■ Selection:
>>

Hinted encoding autodetection to solve autodetection fails
| Affects | Status | Importance | Assigned to | Milestone | |
|---|---|---|---|---|---|
| gedit (Ubuntu) |
Invalid
|
Wishlist
|
Ubuntu Desktop Bugs | ||
Bug Description
I use often one of two character encodings for plain text files: UTF-8 and (windows) cp1250.
I use Gedit to edit my plain text files and I have set these my prefered encodings in Gedit,
so I can select (only) from "Autodetect", "UTF-8" and "Windows 1250" in open dialog in Gedit.
The problem is that autodetection fails every time when the text file is in cp1250.
This is even worse when I open this file by clicking it in nautilus because I cannot choose
to open it as "Windows 1250" encoding.
I have understand that encoding autodetection is not easy thing and it may not be 100% succesful
for all encodings used around the world.

<<

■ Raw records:
>>

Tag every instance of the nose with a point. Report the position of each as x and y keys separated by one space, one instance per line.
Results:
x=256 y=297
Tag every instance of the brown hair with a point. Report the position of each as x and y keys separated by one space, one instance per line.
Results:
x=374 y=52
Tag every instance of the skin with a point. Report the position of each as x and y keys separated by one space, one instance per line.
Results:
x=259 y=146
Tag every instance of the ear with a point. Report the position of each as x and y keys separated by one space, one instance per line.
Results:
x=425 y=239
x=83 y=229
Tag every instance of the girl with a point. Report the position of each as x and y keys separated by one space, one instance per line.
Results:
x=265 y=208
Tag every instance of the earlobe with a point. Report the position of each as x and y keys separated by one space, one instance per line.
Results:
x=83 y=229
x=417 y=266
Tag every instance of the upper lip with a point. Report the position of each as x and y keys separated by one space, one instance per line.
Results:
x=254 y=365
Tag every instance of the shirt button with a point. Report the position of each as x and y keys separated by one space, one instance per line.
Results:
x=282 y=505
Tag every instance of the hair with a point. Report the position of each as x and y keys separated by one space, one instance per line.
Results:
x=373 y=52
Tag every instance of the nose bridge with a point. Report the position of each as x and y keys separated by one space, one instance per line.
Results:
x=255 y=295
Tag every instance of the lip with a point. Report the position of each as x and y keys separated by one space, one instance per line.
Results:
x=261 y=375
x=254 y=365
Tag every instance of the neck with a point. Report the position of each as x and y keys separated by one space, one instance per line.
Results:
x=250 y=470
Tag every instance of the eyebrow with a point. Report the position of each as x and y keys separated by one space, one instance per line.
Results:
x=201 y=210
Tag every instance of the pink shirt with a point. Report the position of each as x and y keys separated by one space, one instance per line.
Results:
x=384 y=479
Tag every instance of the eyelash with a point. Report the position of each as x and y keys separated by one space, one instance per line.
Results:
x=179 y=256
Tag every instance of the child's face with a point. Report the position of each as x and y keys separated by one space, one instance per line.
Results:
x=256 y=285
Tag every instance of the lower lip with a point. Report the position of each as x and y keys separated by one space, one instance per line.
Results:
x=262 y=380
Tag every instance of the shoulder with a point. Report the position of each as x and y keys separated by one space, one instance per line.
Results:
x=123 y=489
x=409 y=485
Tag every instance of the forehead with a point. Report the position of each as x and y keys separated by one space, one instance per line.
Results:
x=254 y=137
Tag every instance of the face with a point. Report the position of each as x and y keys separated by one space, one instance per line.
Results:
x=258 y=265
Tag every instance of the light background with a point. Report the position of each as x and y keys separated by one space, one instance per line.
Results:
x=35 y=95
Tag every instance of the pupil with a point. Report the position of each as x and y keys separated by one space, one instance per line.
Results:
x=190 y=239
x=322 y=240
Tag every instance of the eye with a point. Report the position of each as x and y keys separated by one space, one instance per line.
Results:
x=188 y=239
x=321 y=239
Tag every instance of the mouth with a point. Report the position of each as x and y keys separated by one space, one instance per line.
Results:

<<

■ Problem set:
1/ Reproduce the passage of the Gedit bug report from "I use Gedit" up to and including "dialog in Gedit.", swapping "open dialog" for "file chooser".
2/ Supply the next part of the Gedit encoding autodetection bug report, starting after its final sentence.

■ Task responses:
1/
I use Gedit to edit my plain text files and I have set these my prefered encodings in Gedit,
so I can select (only) from "Autodetect", "UTF-8" and "Windows 1250" in file chooser in Gedit.

2/
But there could be a solution: Have another autodetection mode that try to choose the right encoding
only from some limited list (user definable) of encodings. The list could be the same list of encodings
user selected to use in open/close dialogs. So e.g. in my case I would see in Gedit open dialog these
four items in encoding combobox: "Autodetect (global)", "Autodetect (user defined)", "UTF-8" and "Windows 1250".
(May be somebody can find better titles than "global" and "user defined".)
* "Autodetect (global)" would do autodetection just like today's autodetection works.
* "Autodetect (user defined)" does only try to detect "UTF-8" and "Windows 1250" so it detect "Windows 1250" easily
and probably 100% successfully.
This feature may need some Gtk/Glib work - I do not know how autodetection is implemented at all.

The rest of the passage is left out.